Top of Source document

Tagged: principle of sufficient reason
Reason’s irresistible imperative

19th-century Flammarion engraving
Rarely in inquiry does one get a satisfying answer to the skeptic. They are as inescapable as one’s own shadow, waiting patiently for the right moment to begin delivering their interminable “why?”. You think you can trust your perceptions? Why should you? Might you not be deceived? Why think you aren’t? Rarely can we come up with a satisfying response. But, in at least one case, we can.
“Why be rational?”. A common thought, maybe, one which flits through the minds of anybody agonizing over some decision, drafting up elaborate lists of pros and cons, when they’d really just like to make a choice. A fitting thought, in other words, for a Hamlet. Perhaps an aesthetic or moral rejoinder, a reminder that there’s more to life than just reason and logic and valid deductions – an injunction to just live a little, stop worrying about it. A laugh in the face of the principle of sufficient reason, which holds that for each thing there must be a sufficient reason which explains its existence. In any case it’s a question which can be formulated, and one which may even have strong motives for its formulation.
But unlike most other skeptical questions it admits of simple rejoinder. To put it briefly: the skeptic of rationality, in their demand for a reason to be rational, engages in performative contradiction. They are caught in a dilemma. Either they are formulating a genuine inquiry, in which case they have already accepted the validity of rationality – for rationality just is (at least in part) the practice of providing reasons for belief. Or they are not formulating a genuine inquiry, even though their utterance grammatically takes the form of one. In this case they cannot substantively articulate what they mean by their question, for how else can “why be rational?” be answered except with a reason? Either way, the skeptic is in a double bind – either their question is an intelligible inquiry into reasons, in which case rationality has already been presupposed, or it isn’t an intelligible inquiry into reasons, in which case the question can’t even be asked in the first place. Regardless of which option the skeptic chooses, they fail to meaningfully critique or challenge the validity of rationality.

Bottom of Source document
Top of Data

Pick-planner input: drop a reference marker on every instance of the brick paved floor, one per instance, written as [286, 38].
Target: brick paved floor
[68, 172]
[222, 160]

Bottom of Data

**Work order 1:**
In the essay on rationality, what does the principle of sufficient reason hold?
**Work order 2:**
Write the next part of the essay on rationality, picking up after its final sentence.
The lines placed after the essay on rationality bear no relation to it.

**Written reply 1:**
It holds that for each thing there must be a sufficient reason which explains its existence.

**Written reply 2:**
It may be useful, at this juncture, to introduce another figure to compare the skeptic against: the wild person. The wild person lives alone in some imagined state of nature. Like the skeptic they ostensibly have no positive beliefs about the issue in question. They have no doctrine of the relation between perception and reality. But unlike the skeptic they do not demand one, either. For them it never enters into the realm of thought, never becomes formulated as a concern. And, unlike the skeptic, they do not ask for reasons. One can imagine them outside the space of reason, acting and thinking according to instinct or intuition instead. To choose the second horn of the dilemma outlined above – to accept that the question, “why be rational?”, does not commit oneself already to the validity of rationality – is to adopt the perspective of the wild person. Rationality genuinely fails to be authoritative for the wild person, but this no more poses a challenge to rationality than does the existence of animals.